### GIVEN PROBLEM
Pick out each line in the records below that contains the string "phrase" and copy it. Uppercase and lowercase must match.

### SUPPLIED ENTRIES
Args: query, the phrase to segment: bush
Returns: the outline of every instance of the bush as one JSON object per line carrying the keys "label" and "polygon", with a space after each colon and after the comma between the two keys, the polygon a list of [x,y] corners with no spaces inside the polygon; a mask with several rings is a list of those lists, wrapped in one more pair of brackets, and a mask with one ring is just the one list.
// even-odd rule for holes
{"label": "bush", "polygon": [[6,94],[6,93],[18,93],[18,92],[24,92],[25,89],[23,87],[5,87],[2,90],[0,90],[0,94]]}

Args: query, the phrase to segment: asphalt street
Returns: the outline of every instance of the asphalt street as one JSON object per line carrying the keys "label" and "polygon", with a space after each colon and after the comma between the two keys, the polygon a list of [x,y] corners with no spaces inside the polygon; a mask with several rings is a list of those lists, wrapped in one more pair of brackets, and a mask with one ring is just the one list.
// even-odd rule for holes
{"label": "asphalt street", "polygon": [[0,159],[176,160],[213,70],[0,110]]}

==

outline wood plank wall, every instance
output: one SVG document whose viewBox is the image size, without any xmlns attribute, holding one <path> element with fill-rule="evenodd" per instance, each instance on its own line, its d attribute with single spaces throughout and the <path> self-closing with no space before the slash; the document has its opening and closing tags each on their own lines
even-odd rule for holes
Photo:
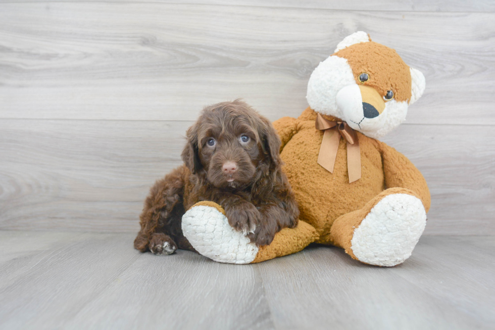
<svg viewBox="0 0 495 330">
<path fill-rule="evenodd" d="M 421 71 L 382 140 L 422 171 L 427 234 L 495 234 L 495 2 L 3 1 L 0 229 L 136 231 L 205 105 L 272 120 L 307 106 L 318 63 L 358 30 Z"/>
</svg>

--

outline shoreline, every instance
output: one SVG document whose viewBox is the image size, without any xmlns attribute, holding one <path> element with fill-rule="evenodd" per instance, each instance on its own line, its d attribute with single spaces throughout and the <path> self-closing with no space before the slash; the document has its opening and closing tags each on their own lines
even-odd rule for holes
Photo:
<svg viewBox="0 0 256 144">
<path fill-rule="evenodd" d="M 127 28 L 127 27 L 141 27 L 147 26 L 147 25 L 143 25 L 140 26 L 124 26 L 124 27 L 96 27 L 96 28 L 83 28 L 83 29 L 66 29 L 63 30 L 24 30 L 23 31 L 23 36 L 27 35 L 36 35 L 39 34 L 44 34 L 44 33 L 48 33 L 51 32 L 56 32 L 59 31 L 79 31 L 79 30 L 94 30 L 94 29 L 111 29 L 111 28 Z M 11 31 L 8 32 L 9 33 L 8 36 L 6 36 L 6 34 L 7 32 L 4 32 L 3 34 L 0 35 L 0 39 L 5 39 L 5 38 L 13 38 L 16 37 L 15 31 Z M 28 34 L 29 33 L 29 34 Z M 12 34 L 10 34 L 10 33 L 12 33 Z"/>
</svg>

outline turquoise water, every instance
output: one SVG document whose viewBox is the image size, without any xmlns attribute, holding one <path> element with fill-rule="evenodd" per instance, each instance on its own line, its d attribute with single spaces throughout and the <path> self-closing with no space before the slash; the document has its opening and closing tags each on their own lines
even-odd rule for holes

### RESULT OF THE TASK
Args: query, the phrase to segment: bush
Args: query, the phrase to segment: asphalt street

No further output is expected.